- **TEKS YANG DIBERIKAN**:
----------

Jambi (ANTARA News) - Konflik antara PT Tunjuk Langit Sejahtera (TLS), KUD Sadar dan petani sawit di Kabupaten Batanghari dan Tebo tak kunjung selesai, bahkan semakin meruncing dan bias, meskipun telah dilakukan pertemuan dan dengar pedapat antara PT TLS, petani, KUD, Pemprov Jambi, DPRD, Kejati dan kepolisian.
Ketua DPW Asosiasi Petani Kelapa Sawit (Apkisindo) Muhammad usai dengar pendapat di gedung DPRD Provinsi Jambi, Senin, mengatakan, setelah membahas panjang lebar, ternyata belum ada penyelesaian atas konflik PT TLS dan petani.
Menurut dia, konflik ini berawal dari pengaduan petani sawit (petani plasma Kabupaten Batanghari dan Kabupaten Tebo, red) yang merasa dirugikan oleh KUD Sadar dan PT TLS.
Kerugian tersebut terkait adanya surat tunggakan kredit KUD Sadar dari Bank Mandiri sebesar Rp128,5 miliar pada bulan Januari 2010 yang dibebankan kepada petani.
Muhammad menjelaskan, ada perbedaan persepsi yang bersifat kontradiktif dan kontra produktif antara petani plasma dengan KUD Sadar/PT TLS yang harus diluruskan dalam masalah hutang kredit kebun sawit.
Petani mengaku telah membayar angsuran kredit hingga lunas sejak tahun 1998 dan tidak pernah menerima utang dari Bank Mandiri tahun 2003, sementara untuk membangun kebun-kebun selama tiga tahap diperoleh dari dana Bank Bali tahun 1994 sampai dengan 1996.
Sementara menurut pihak KUD Sadar, khususnya PT TLS, petani masih punya hutang atau kredit yang belum lunas jumlahnya yang disamaratakan. Kredit Bank Mandiri tahun 2003 menjadi tanggung jawab petani kebun, juga dibangun tahun 2003 dari Bank Mandiri seluas 292 hektare dari 9.800 hektare.
Dalam surat Bank Mandiri dilaporkan nilai hutang petani justru semakin besar dari plafon lebih kurang Rp102,7 miliar menjadi Rp128 miliar dan angsuran petani tidak jalan atau macet.
Dalam rapat di DPRD yang pertama pada 24 Maret 2010, oleh pihak Bank Mandiri dilaporkan tunggakan hutang telah menjadi Rp133 miliar.
Dalam perjalanan proses kredit macet ini, petani dipaksa oleh KUD Sadar dan PT TLS untuk menandatangani Surat Pengakuan Hutang (SPH), baik yang ada di Tebo maupun di Kabupaten Batanghari.
Intruksi penandatanganan SPH ini dikirim melalui surat resmi dari PT TLS, dalam surat disebutkan jika petani tidak menandatangani SPH, dan jika petani plasma dibawah naungan KUD Sadar tidak menandatanganinya, TLS memaksa petani memanen sawit secara keseluruhan.

----------

- **INFORMASI TERCATAT**:
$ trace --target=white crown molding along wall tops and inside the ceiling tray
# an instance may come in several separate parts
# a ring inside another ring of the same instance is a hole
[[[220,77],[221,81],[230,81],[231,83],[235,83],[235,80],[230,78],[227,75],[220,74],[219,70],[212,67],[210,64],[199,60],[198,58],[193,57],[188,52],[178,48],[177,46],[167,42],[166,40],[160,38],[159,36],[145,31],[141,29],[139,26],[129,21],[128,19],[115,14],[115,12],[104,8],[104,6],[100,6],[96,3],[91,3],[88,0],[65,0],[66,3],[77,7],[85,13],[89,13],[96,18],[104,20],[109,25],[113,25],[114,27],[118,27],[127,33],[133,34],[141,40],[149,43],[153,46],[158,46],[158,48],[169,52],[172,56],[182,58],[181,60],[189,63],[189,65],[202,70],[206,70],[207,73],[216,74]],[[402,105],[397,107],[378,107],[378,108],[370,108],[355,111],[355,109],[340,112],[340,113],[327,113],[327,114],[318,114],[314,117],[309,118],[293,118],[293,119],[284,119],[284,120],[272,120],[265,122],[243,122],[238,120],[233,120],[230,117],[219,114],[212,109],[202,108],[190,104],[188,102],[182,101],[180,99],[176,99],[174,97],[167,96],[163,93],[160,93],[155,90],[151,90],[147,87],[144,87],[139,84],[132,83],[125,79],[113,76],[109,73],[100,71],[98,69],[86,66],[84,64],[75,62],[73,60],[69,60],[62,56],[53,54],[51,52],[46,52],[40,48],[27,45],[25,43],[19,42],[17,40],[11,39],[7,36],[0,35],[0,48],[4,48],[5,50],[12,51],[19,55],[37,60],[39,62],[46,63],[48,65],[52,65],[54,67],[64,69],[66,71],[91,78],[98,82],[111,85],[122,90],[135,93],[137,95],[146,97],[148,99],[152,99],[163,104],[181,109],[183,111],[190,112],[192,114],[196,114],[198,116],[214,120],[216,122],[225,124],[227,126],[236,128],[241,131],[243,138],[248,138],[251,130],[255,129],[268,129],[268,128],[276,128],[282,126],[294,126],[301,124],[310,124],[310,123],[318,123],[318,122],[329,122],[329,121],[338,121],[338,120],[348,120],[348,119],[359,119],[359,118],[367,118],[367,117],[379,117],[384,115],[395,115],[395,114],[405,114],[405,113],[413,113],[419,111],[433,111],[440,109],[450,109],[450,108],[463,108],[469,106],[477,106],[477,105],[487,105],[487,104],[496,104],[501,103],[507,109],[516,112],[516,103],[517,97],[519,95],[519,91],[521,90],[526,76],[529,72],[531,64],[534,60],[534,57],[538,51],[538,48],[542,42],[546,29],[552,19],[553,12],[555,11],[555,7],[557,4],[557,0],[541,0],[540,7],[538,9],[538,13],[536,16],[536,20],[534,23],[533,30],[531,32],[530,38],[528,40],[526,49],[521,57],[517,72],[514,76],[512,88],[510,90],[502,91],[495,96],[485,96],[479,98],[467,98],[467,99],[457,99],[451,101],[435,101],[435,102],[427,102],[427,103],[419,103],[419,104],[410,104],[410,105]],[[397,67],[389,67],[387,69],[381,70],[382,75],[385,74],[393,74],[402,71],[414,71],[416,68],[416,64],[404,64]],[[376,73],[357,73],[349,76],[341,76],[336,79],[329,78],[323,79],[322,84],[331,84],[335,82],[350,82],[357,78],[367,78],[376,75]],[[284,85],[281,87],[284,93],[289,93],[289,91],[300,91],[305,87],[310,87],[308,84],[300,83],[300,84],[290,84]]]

----------

- **TUGAS**:
[1] Salinlah bagian berita tentang konflik PT TLS dan petani sawit, seluruhnya mulai dari "Menurut dia, konflik" hingga "dan PT TLS.".
[2] Menurut berita tentang konflik PT TLS dan petani sawit, kapan rapat pertama di DPRD diadakan?
[3] Teruskan berita tentang konflik PT TLS dan petani sawit, dimulai sesudah kalimat terakhirnya.

- **JAWABAN TIAP BUTIR**:
[1]
Menurut dia, konflik ini berawal dari pengaduan petani sawit (petani plasma Kabupaten Batanghari dan Kabupaten Tebo, red) yang merasa dirugikan oleh KUD Sadar dan PT TLS.

[2] Rapat pertama di DPRD diadakan pada 24 Maret 2010.

[3]
"Artinya seratus persen buah sawit yang ada di kebun petani harus dipanen lalu diserahkan ke TLS tanpa dibayar," ujarnya.
Sementara di lapangan, petani tidak diperbolehkan lagi memasarkan tandan buah segar (TBS) kepada pabrik kelapa sawit (PKS) di luar PT TLS, sehingga terjadilah bentrok antara petani dengan aparat kepolisian yang menjaga PKS.
Ketua KUD Sampurna M Amin Lok meminta kepada PT TLS agar tidak menyamaratakan petani yang sudah melunasi hutang dengan yang belum, sebab petani yang sudah melunasi hutang masih saja dipotong 30 persen oleh TLS saat menjual sawitnya, bahkan ada sawit petani yang tidak dibayar.
Selain itu, setiap petani dipaksa menandatangani SPH, jika tidak diancam kebunnya akan disita," kata Ketua KUD Sampurna dari Kabupaten Tebo ini.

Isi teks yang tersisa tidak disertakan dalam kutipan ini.